▶ **Tasks to perform**
[1] Answer these from the letters below:
(a) In the letter signed Rennie Fry, where is a voter recorded, numbered and checked?
(b) According to the letter headed "Look after our people first," how many people are out of work?
(c) In that same letter, roughly how much would drastically cutting overseas aid save?
[2] Reproduce the letters below word for word, everything from "More houses also" down to "cut welfare costs.".

━━ Passage provided ━━

Your vote is personal, it matters both nationally and to your local area.

You cannot decide to walk into a voting booth in a completely different area and vote to influence choices in that area.

You are recorded, numbered and checked at your local office.

There is more than enough lack of transparency and this attempt to distort political outcomes should be banned.

It is yet another unacceptable development in the world of social media where attempts to manipulate and influence people should be better monitored and prevented.

Be honest, vote in line with your convictions to influence developments nationally and locally but not to distort outcomes.

Rennie Fry

via email

Look after our people first

Having watched recent TV debates, I am still going to vote UKIP.

Why does Paul Nuttall get stick for saying it as it is on immigration? Our infrastructure just cannot sustain current levels. More houses equals more roads, cars and other transport.

More houses also means more gas, water, drainage and sewage, more electric... We have fewer police, not enough hospitals and schools.

On employment, we have 1.6 million out of work.

Get these numbers to under 500,000 first. Get a work ethic back here.

If someone gets, for example, £200 to £300 benefits, they must be made to go to work.

If the job pays less, then subsidise with smaller benefit. This would cut welfare costs.

If they don’t take a job, stop benefits, no more something for nothing.

We also have to drastically cut overseas aid and save about £8bn. Spend this on the NHS, police, other services, creating work here.

A sum of, say, £1bn could be set aside to help countries in times of flooding and earthquakes etc.

Too much of the aid is wasted.

━━━
━━ The data ━━

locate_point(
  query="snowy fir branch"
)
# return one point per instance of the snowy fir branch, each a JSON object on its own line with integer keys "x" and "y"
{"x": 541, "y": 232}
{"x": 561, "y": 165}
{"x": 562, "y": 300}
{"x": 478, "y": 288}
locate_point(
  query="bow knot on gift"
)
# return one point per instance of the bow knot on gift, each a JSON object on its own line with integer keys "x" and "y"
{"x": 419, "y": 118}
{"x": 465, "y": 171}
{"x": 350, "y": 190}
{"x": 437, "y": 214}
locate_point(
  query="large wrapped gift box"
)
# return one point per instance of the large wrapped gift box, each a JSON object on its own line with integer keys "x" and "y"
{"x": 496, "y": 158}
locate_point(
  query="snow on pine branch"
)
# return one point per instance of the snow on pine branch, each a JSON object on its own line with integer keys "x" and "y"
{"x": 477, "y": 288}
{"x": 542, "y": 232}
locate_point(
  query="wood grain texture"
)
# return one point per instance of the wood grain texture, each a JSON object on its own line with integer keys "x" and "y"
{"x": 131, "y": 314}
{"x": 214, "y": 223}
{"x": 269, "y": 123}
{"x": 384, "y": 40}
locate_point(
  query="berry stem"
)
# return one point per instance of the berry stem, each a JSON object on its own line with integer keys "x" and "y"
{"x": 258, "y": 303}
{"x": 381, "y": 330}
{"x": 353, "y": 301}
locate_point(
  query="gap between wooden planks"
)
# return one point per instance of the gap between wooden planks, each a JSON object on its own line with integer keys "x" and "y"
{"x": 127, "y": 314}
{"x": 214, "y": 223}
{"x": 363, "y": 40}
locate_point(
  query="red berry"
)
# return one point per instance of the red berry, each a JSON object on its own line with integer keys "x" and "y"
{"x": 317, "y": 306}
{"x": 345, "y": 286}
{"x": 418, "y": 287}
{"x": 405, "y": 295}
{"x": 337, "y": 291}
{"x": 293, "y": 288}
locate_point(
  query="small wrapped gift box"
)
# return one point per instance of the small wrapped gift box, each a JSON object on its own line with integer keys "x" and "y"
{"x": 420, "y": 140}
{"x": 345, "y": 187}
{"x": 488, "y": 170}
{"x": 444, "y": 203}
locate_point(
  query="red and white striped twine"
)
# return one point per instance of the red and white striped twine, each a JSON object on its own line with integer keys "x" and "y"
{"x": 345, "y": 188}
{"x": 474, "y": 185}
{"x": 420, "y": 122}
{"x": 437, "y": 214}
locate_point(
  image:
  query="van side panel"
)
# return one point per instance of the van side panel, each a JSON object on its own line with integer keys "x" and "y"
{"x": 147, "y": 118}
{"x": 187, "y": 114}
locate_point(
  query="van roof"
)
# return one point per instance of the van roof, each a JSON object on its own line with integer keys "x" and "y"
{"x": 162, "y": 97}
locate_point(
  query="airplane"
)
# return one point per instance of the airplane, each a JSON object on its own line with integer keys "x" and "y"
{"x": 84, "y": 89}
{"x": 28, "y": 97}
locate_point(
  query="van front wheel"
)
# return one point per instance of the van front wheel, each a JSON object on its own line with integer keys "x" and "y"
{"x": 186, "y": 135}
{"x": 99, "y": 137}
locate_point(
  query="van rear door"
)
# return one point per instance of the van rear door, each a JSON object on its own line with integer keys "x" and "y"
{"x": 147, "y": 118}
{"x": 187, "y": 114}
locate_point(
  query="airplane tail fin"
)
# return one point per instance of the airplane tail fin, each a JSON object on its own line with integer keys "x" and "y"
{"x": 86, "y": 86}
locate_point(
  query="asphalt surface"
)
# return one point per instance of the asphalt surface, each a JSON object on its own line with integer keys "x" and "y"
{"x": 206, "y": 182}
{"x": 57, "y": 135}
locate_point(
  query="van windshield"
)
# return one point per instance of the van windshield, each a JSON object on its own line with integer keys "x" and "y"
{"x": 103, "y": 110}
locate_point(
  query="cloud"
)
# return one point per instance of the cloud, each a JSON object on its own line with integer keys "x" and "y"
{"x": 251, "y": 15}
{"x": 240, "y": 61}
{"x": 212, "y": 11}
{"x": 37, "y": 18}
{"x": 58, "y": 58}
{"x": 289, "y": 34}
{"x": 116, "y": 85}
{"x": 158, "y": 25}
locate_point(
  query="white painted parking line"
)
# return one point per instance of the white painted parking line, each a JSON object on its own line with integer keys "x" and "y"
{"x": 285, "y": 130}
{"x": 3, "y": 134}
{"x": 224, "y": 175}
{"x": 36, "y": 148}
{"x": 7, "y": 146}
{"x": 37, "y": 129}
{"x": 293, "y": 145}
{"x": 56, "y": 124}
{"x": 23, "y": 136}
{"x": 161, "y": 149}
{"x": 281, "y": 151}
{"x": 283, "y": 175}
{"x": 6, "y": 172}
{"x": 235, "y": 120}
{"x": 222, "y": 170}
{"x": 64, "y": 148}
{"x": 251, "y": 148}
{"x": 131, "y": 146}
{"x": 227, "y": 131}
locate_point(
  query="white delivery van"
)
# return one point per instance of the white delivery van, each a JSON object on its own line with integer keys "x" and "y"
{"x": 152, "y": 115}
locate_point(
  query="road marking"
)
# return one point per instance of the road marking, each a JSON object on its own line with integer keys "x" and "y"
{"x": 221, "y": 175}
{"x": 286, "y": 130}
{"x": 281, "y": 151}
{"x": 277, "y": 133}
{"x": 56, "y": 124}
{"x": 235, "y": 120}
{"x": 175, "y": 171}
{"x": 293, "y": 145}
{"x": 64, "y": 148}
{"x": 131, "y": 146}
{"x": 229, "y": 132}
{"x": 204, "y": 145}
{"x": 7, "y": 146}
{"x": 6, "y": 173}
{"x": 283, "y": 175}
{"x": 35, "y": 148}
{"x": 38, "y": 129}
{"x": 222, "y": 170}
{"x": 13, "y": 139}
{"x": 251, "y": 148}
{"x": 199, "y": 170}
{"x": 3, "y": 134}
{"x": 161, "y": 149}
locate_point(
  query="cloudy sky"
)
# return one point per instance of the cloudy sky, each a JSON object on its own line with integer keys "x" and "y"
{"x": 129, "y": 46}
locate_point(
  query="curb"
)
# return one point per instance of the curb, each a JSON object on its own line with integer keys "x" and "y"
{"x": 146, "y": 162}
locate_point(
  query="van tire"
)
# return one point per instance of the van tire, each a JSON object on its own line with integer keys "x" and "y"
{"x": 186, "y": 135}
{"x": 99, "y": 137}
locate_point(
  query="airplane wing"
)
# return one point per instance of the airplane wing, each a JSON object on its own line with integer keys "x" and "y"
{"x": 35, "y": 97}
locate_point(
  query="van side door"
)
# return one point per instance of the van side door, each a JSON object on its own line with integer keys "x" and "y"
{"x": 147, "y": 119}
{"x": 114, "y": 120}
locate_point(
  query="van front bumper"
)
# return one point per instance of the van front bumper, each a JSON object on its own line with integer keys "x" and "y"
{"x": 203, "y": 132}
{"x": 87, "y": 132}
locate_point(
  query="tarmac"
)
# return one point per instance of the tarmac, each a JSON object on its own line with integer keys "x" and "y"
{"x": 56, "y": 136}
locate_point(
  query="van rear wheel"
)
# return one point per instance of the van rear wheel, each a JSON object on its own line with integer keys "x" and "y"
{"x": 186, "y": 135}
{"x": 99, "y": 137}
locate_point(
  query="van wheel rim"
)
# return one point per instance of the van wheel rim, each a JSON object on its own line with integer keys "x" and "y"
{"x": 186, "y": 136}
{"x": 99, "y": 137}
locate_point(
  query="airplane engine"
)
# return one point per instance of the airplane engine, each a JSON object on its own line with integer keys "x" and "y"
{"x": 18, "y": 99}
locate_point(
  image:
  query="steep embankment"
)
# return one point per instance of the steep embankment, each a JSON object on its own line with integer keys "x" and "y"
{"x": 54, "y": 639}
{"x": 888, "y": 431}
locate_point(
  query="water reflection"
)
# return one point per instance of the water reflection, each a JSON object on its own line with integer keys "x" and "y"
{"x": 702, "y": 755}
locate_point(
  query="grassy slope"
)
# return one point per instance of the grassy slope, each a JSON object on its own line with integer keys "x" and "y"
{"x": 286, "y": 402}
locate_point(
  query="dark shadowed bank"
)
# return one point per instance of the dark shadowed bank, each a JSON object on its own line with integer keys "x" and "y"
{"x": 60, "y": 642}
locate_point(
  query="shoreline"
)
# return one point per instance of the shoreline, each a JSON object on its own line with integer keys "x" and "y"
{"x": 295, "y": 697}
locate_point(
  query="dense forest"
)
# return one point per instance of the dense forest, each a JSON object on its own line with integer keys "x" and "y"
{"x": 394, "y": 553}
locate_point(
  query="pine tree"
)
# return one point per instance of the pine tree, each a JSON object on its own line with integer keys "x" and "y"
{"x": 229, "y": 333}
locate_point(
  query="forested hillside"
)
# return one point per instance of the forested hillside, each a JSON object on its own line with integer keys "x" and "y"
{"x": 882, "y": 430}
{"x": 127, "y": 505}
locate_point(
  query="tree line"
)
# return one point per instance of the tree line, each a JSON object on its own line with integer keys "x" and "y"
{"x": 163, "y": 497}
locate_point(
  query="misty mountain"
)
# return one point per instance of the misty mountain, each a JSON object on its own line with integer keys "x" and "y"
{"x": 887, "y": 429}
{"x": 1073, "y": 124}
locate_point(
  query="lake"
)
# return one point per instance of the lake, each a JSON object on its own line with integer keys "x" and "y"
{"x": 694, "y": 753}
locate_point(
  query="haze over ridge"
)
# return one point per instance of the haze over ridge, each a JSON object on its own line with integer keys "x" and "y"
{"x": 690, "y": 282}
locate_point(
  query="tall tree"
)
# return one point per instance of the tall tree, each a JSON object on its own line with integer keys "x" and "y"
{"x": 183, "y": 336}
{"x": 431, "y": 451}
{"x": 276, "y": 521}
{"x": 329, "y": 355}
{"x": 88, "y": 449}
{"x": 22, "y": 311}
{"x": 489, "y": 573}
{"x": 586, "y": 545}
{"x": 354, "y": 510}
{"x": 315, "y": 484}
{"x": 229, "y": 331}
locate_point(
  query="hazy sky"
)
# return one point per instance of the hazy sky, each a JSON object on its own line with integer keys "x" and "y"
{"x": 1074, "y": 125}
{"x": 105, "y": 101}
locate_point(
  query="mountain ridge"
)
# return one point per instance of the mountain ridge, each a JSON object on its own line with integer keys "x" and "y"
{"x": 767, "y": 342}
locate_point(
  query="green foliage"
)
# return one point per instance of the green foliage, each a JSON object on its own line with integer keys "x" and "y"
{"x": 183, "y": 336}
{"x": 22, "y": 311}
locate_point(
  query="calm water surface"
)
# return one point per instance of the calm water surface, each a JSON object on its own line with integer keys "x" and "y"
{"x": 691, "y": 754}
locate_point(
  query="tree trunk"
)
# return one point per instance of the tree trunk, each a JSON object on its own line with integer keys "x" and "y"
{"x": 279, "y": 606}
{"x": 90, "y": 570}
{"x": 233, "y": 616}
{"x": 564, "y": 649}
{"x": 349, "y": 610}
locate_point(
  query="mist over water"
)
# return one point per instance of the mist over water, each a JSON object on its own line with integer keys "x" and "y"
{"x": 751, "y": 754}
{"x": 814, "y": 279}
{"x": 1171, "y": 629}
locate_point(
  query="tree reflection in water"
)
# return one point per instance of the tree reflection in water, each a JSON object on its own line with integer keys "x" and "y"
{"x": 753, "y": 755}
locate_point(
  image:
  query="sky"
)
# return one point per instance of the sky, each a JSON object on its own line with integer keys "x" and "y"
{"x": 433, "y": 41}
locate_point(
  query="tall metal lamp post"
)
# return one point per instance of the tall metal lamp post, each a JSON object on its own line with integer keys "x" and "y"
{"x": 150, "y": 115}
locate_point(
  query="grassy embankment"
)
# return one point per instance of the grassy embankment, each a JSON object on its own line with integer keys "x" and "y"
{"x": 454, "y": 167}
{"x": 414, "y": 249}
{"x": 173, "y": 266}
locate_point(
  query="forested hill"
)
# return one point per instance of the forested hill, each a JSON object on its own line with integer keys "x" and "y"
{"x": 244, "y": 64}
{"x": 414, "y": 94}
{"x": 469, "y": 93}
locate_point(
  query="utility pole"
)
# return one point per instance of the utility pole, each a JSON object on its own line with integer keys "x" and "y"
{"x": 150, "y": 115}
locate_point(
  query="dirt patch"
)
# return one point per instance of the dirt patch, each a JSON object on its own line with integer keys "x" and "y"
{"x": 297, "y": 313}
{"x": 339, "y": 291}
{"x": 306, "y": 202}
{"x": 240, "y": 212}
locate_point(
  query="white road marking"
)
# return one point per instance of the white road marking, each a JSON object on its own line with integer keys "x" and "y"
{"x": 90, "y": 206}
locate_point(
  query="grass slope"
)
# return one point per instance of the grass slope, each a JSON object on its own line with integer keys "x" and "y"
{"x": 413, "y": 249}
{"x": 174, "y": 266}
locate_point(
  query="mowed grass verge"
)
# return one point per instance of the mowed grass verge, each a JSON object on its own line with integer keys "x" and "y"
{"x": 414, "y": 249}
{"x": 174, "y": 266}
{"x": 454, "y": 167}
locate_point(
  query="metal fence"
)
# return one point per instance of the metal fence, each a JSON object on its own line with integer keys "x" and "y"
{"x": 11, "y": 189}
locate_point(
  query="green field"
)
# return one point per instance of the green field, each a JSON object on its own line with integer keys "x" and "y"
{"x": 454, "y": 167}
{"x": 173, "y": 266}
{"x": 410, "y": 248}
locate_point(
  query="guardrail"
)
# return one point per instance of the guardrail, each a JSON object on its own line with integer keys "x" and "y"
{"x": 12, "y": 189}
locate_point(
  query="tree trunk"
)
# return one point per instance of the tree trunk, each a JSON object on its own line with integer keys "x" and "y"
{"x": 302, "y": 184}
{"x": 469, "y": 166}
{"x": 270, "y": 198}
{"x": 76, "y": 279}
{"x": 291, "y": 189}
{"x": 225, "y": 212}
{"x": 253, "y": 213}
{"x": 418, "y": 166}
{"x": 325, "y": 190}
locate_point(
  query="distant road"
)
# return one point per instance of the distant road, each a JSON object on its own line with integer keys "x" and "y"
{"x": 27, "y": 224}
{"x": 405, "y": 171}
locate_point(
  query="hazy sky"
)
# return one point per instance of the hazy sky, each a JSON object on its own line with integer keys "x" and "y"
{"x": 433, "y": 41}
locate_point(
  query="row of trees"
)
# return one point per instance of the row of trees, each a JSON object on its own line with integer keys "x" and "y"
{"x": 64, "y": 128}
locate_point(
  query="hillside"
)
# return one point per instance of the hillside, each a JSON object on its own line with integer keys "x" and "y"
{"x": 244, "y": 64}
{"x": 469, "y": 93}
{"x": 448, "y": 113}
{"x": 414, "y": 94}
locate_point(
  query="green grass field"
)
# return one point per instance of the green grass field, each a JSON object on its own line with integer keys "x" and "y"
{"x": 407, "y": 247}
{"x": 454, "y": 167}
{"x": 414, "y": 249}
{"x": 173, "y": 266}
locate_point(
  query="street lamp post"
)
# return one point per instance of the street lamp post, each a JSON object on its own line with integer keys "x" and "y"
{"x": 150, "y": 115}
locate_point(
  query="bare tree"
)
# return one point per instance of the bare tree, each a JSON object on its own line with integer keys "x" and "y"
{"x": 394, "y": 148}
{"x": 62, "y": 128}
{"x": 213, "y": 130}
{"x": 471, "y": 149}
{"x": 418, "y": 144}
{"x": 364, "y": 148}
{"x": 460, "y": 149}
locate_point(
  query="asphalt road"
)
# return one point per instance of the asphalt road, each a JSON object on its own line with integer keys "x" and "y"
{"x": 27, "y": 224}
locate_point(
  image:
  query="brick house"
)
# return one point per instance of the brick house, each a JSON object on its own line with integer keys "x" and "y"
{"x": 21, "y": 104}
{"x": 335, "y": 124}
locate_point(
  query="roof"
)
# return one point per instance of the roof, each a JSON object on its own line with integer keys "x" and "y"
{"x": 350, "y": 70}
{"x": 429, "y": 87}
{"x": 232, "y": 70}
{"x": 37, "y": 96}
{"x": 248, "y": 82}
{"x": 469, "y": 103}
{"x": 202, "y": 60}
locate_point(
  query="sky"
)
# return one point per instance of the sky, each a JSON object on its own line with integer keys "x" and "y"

━━━

▶ **Your responses**
[1]
(a) At your local office.
(b) 1.6 million.
(c) About £8bn.

[2]
More houses also means more gas, water, drainage and sewage, more electric... We have fewer police, not enough hospitals and schools.

On employment, we have 1.6 million out of work.

Get these numbers to under 500,000 first. Get a work ethic back here.

If someone gets, for example, £200 to £300 benefits, they must be made to go to work.

If the job pays less, then subsidise with smaller benefit. This would cut welfare costs.